* [What the task asks]: Nothing but the lines from the one containing "Mark one point per instance of the blue dragonfly" through the one containing "Mark one point per instance of the dragonfly leg", both included, should be given again, each exactly as written below.

* [Supplied data]:
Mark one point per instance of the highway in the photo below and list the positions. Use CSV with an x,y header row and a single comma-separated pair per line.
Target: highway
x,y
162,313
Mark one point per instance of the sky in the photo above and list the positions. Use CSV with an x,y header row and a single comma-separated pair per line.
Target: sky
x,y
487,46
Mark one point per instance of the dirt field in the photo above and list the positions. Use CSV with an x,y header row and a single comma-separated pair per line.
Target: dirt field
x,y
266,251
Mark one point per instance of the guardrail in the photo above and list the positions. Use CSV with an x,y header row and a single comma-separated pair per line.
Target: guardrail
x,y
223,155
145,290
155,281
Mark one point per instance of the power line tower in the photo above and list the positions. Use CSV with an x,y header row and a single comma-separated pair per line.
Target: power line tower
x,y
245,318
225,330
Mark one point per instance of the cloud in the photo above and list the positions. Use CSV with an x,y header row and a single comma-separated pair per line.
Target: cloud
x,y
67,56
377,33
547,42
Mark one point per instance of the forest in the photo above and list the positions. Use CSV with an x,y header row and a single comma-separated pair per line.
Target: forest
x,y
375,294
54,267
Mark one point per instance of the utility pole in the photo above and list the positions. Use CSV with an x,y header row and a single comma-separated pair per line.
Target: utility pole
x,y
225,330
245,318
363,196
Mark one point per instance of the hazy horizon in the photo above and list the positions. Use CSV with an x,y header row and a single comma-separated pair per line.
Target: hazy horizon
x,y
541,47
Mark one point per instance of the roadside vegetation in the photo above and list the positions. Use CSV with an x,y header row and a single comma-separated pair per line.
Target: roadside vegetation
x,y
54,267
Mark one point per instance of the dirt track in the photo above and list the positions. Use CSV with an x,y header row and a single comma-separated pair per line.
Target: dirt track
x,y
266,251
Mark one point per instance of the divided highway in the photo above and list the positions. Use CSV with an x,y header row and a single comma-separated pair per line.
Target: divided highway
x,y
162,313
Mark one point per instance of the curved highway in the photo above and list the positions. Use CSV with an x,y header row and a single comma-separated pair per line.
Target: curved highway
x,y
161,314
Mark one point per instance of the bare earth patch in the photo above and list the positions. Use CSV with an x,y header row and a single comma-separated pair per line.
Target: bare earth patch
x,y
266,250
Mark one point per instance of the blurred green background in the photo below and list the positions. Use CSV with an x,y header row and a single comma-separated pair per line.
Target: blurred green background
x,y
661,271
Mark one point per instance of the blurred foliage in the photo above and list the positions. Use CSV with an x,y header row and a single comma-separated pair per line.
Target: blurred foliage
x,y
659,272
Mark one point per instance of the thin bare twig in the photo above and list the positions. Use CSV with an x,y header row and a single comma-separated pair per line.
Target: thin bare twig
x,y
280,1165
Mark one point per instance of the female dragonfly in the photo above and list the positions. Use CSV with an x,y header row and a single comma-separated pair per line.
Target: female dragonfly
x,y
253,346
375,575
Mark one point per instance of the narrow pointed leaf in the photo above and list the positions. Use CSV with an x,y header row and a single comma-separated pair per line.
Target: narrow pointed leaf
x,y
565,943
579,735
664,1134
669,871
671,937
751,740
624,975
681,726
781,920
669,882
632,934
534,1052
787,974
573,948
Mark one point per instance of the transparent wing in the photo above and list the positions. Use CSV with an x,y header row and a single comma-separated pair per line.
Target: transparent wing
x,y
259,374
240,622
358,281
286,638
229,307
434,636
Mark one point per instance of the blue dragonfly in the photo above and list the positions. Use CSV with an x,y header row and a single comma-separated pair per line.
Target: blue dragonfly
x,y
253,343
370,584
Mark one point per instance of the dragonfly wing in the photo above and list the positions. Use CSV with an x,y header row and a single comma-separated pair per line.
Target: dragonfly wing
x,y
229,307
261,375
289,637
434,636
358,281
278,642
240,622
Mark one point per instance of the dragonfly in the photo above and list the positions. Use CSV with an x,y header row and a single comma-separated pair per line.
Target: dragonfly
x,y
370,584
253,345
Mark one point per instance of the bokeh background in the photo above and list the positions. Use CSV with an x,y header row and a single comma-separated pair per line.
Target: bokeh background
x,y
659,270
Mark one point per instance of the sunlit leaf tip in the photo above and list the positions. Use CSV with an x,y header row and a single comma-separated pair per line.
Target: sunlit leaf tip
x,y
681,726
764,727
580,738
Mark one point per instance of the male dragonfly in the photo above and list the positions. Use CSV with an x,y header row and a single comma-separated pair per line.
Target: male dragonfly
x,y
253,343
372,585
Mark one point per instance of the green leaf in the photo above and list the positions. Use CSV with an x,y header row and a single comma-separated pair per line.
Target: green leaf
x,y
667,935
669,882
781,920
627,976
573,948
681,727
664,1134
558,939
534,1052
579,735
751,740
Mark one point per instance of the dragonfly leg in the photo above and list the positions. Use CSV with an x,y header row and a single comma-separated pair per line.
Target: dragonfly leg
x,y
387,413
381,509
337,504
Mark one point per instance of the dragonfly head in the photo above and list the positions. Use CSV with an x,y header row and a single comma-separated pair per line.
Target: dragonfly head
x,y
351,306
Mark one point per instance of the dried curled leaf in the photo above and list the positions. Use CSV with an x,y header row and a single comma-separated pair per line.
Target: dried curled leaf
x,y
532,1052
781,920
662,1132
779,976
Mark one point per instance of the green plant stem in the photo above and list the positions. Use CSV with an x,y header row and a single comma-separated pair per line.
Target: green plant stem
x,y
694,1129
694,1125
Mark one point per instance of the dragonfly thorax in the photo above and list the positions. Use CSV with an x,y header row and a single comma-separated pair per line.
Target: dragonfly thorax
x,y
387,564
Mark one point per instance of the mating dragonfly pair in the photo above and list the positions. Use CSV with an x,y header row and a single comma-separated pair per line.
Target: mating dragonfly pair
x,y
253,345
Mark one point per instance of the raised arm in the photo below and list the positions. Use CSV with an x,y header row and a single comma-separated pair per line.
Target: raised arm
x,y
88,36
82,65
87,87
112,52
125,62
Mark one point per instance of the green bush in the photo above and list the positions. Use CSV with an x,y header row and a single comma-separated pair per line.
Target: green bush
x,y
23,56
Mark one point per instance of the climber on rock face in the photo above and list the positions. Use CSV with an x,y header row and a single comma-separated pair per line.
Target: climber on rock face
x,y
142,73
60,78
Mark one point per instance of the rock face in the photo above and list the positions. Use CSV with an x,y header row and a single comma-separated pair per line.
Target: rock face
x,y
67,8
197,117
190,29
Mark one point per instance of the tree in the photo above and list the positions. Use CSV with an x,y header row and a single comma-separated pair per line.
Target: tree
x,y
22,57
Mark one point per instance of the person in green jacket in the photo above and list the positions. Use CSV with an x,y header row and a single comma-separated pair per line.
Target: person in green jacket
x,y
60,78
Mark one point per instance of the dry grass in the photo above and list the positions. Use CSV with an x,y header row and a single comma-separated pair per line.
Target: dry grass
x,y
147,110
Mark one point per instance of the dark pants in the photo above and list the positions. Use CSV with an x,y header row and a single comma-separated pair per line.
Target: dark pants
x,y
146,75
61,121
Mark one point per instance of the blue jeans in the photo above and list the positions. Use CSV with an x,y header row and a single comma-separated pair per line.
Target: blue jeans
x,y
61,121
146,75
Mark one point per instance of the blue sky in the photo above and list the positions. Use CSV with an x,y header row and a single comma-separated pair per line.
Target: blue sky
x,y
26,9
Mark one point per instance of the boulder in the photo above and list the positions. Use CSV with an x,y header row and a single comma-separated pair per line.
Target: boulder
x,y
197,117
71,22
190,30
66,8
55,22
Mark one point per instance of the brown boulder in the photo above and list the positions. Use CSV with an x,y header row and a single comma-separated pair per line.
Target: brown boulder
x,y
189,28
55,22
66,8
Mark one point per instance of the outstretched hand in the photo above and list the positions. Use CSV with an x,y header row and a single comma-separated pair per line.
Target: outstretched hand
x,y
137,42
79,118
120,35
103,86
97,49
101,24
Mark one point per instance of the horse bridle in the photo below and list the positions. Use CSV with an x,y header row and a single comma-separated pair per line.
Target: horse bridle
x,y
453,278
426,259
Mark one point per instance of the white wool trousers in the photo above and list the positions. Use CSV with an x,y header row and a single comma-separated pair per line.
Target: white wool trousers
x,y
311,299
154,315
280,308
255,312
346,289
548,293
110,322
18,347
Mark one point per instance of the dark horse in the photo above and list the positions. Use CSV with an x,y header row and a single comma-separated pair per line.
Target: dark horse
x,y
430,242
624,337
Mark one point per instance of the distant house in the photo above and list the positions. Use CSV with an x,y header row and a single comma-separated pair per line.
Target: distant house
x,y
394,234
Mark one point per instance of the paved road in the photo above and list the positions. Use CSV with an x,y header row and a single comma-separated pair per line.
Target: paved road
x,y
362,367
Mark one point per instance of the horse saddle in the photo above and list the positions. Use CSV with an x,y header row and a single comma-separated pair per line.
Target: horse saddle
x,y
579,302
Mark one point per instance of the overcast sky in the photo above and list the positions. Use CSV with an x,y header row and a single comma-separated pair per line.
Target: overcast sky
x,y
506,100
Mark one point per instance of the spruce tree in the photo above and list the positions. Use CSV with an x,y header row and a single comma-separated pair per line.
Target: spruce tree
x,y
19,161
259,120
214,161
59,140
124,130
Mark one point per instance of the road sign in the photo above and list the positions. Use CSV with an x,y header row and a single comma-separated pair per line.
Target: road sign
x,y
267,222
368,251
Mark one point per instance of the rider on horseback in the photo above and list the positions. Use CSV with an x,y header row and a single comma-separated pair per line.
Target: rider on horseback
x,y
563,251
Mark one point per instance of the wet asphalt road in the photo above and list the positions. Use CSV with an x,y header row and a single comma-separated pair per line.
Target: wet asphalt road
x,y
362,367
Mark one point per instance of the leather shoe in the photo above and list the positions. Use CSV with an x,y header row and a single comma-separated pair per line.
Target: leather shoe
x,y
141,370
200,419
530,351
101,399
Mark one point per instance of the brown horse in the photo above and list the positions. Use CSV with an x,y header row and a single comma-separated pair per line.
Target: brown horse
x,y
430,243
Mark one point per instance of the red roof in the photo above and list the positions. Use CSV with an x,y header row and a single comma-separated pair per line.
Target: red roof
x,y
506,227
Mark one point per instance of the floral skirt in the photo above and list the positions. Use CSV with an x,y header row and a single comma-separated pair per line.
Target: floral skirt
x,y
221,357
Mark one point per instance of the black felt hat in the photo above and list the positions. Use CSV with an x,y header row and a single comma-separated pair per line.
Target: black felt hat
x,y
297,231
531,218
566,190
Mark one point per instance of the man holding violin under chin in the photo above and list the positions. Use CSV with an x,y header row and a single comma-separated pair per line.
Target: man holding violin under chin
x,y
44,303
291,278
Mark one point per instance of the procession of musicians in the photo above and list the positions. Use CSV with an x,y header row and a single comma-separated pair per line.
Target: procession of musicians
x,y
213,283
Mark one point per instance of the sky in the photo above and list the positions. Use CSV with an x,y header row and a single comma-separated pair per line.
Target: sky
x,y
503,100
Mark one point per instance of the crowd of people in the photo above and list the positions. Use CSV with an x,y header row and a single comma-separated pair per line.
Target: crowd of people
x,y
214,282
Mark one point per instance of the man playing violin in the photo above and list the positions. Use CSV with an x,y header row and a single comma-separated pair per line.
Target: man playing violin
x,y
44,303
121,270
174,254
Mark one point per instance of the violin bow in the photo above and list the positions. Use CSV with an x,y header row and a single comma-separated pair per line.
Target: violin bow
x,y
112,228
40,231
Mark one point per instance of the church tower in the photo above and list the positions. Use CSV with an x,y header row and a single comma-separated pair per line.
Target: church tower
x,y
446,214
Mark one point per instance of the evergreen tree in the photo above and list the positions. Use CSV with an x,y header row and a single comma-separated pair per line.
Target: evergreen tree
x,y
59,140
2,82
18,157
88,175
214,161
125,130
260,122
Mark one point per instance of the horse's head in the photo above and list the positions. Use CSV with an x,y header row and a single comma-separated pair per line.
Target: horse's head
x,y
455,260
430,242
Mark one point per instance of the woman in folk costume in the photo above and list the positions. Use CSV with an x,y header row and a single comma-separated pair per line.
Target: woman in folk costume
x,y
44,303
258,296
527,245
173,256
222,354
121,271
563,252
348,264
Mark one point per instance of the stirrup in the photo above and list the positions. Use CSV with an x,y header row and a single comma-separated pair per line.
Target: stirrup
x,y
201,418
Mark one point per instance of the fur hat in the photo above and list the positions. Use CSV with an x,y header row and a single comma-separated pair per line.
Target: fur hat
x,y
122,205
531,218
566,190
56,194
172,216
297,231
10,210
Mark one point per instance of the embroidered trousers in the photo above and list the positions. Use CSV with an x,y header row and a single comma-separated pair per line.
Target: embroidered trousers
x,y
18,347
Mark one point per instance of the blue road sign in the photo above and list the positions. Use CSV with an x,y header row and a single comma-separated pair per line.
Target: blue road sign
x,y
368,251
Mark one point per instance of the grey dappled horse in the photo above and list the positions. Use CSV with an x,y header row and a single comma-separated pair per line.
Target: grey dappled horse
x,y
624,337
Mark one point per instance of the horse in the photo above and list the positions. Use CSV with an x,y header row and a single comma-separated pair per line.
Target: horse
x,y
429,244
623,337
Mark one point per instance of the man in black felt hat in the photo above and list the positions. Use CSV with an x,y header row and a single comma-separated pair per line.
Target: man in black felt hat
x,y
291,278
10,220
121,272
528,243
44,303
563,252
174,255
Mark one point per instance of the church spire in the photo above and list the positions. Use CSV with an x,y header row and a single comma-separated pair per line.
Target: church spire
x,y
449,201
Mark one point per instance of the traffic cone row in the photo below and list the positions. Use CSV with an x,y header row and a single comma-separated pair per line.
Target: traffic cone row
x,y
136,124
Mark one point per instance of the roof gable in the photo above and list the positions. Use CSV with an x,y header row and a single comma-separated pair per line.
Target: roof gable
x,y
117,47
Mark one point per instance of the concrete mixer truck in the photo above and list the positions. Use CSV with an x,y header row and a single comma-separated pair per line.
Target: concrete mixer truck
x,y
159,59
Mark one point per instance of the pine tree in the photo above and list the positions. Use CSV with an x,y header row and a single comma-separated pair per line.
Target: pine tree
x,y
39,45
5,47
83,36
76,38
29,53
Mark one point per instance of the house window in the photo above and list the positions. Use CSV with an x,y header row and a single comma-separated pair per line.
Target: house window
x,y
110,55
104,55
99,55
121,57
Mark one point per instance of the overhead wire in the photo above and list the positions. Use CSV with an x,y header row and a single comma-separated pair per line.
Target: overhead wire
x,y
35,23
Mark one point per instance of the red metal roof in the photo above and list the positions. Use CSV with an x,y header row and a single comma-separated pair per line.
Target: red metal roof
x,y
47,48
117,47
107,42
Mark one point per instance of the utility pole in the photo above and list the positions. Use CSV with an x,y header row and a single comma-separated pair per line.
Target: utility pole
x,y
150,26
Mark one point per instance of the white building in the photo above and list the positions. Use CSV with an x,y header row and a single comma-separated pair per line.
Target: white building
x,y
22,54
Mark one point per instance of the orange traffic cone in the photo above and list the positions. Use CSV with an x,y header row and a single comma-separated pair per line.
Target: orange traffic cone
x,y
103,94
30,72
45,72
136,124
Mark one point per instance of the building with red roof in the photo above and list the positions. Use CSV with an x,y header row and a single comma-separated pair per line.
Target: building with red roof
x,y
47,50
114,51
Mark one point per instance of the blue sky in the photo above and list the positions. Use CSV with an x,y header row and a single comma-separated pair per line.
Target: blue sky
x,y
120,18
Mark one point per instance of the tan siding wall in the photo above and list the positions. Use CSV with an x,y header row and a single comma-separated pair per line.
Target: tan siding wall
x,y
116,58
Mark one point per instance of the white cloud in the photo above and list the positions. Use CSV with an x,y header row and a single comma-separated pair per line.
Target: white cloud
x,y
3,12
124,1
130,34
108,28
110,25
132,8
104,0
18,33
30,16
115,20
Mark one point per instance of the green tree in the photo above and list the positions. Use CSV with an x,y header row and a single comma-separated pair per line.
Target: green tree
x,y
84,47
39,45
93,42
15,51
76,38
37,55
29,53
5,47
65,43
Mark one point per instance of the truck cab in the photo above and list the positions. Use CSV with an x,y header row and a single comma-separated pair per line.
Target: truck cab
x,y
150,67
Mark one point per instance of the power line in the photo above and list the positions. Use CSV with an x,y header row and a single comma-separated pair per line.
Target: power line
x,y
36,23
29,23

* [Completed task]:
Mark one point per instance of the blue dragonfly in the photo above and list the positions. Use CSV with an x,y header row and a single comma-separated pair per line.
Target: blue dragonfly
x,y
253,343
370,584
Mark one point per instance of the dragonfly wing in the photo above and list the positions. Use CSV with an x,y header row and a single comma-separated pair per line.
Target: dragonfly wing
x,y
229,307
261,375
289,637
434,636
358,281
278,642
240,622
Mark one point per instance of the dragonfly in the photo above and list the positions. Use CSV with an x,y header row and a single comma-separated pair per line.
Target: dragonfly
x,y
370,584
253,345
Mark one point per instance of the bokeh background in the photo above and list the positions. Use CSV with an x,y header row and a single comma-separated pair per line.
Target: bokeh background
x,y
659,270
Mark one point per instance of the sunlit leaf tip in the photo above and list the positions. Use CSV with an x,y header row and a single comma-separated pair per line.
Target: sunlit leaf tip
x,y
681,726
764,727
580,738
Mark one point per instance of the male dragonfly in the photo above and list the positions. Use CSV with an x,y header row and a single comma-separated pair per line.
Target: male dragonfly
x,y
253,343
372,585
Mark one point per instance of the green leaf in the photo above and list the positions. Use CSV with an x,y header row and a single comma-separated pair per line.
Target: green leaf
x,y
667,935
669,882
781,920
627,976
573,948
681,727
664,1134
558,939
534,1052
579,735
751,740
Mark one point per instance of the dragonfly leg in the photo above and list the positions. Use CSV with an x,y header row and a single comma-separated pair per line.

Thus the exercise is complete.